ФРАГМЕНТ ДОКУМЕНТА:
┏━━

Власть автора над своим героем велика, но не абсолютна. Если он пишет вымысел, он вынужден считаться с читателем; если он пишет историю, он вынужден считаться еще и с материалом; а если он пишет биографию, он подчиняет себя герою. Бахтин сравнивал отношения автора и героя с партнерством бога и человека. Пастернак предлагает метафоры другого ряда: брат, грань, добрый гений, дух смерти. Евграф-Граня для Юрия – грань между окончательной смертью, которая наступает, если умерший не запечатлен в памяти, и символическим бессмертием, которое может дать только биограф. И здесь мы возвращаемся к началу романа, к речам радикально настроенного дяди главного героя, священника-расстриги:
Можно быть атеистом ‹…› и в то же время знать, что человек живет не в природе, а в истории ‹…›. А что такое история? Это установление вековых работ по последовательной разгадке смерти и ее будущему преодолению (25).
Оставивший православную церковь «по собственному прошению», этот Веденяпин[833] спорит с Толстым, но признает свою близость «с некоторыми писателями из символистов». Подобно Сергею Булгакову, он смеется над федоровскими идеями о физическом возрождении умерших. Юрий Живаго так пересказывает его слова:
Воскресение. В той грубейшей форме, как это утверждается для утешения слабейших, это мне чуждо. И слова Христа о живых и мертвых я понимал всегда по-другому. Где вы разместите эти полчища, набранные по всем тысячелетиям? Для них не хватит вселенной (80).
Его критика радикальнее булгаковской, а жизненный путь противоположен: Веденяпин идет не из философов в священники, а наоборот. В предреволюционный год он возвращается из эмиграции, считает себя левым эсером и поддерживает большевиков. Его исторические прототипы любили по-блоковски называть себя «скифами». У дяди и племянников есть собственный проект воскресения, который на наших глазах реализуется прямо по ходу чтения. От начала романа к концу дело воскресения превращается в работу памяти, профессиональное занятие историка и писателя[834].
Горе, приносимое смертью, и страх ее знакомы любому человеку; но есть утешение, которое свойственно только писателям, – или, возможно, в поиске этого утешения они стали писателями. В «Подвиге» Набоков назвал это так: «писательская алчность (столь родственная боязни смерти), постоянная тревога, которая нудит запечатлеть неповторимый пустяк». Пастернак поднял эту конструкцию до новой интерпретации христианства:
Человек в других людях и есть душа человеческая ‹…›. В других вы были, в других и останетесь. И какая вам разница, что потом это будет называться памятью. ‹…› Смерти нет. Смерть не по нашей части. ‹…› талант, это другое дело, это открыто нам (81).

┗━━

ИСХОДНЫЕ ДАННЫЕ:

┏━━

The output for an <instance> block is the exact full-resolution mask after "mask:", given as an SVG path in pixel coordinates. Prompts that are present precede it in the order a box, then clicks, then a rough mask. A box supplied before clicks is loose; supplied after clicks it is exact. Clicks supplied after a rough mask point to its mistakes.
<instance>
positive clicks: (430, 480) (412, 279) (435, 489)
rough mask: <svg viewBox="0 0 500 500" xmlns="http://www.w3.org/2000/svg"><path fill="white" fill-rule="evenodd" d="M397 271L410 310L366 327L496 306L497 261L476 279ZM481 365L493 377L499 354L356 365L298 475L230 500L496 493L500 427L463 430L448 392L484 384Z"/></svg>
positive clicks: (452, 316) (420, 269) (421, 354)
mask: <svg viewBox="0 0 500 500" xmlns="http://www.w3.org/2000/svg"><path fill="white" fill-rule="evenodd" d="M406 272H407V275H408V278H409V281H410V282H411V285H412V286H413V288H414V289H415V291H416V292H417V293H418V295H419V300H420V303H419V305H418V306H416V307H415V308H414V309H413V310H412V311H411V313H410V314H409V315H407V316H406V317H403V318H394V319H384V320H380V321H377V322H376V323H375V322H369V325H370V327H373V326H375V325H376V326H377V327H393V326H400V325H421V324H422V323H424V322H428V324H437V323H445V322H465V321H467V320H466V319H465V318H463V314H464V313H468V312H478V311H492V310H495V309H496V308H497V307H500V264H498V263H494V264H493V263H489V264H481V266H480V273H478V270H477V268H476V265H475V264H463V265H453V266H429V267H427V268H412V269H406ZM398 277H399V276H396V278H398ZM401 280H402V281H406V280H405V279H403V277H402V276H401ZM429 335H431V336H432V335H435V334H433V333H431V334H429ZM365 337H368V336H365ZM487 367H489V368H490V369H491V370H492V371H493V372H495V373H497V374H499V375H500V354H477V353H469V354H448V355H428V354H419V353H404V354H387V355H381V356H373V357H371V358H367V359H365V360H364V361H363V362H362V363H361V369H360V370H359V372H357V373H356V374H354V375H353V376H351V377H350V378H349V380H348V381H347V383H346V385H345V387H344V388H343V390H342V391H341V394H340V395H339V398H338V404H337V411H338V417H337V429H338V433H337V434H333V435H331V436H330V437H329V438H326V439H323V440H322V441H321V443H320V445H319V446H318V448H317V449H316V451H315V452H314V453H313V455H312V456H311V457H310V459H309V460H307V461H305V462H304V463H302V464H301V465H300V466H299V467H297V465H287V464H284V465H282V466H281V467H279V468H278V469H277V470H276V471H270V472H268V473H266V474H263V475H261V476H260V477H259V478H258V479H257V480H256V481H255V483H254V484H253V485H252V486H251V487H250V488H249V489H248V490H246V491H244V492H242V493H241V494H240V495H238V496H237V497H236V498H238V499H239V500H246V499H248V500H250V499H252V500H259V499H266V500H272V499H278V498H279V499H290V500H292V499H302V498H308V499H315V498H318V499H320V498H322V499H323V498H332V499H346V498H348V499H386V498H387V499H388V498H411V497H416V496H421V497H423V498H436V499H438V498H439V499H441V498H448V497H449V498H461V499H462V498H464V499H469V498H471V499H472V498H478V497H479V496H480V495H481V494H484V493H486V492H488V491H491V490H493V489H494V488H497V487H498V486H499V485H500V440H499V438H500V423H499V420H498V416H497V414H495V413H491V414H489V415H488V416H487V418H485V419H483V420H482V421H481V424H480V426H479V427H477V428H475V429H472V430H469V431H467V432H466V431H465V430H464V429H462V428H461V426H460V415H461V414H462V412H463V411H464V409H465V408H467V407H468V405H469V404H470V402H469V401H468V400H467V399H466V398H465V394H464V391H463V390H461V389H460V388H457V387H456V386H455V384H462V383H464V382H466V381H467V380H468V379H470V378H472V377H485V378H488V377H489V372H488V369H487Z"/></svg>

┗━━

ЗАДАНИЕ:
С чем, согласно фрагменту документа, Бахтин сравнивал отношения автора и героя? Записи здесь никак не используются.

ОЖИДАЕМЫЙ ОТВЕТ:
Бахтин сравнивал их с партнерством бога и человека.